▼

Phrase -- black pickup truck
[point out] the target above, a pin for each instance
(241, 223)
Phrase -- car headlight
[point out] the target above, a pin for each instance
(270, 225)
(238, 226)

▲

## ASSIGNMENT
All of the material above should be restated verbatim.

## EXERCISE RESULT
Phrase -- black pickup truck
[point out] the target above, a pin for each instance
(241, 223)
Phrase -- car headlight
[point out] the target above, a pin for each instance
(270, 225)
(238, 226)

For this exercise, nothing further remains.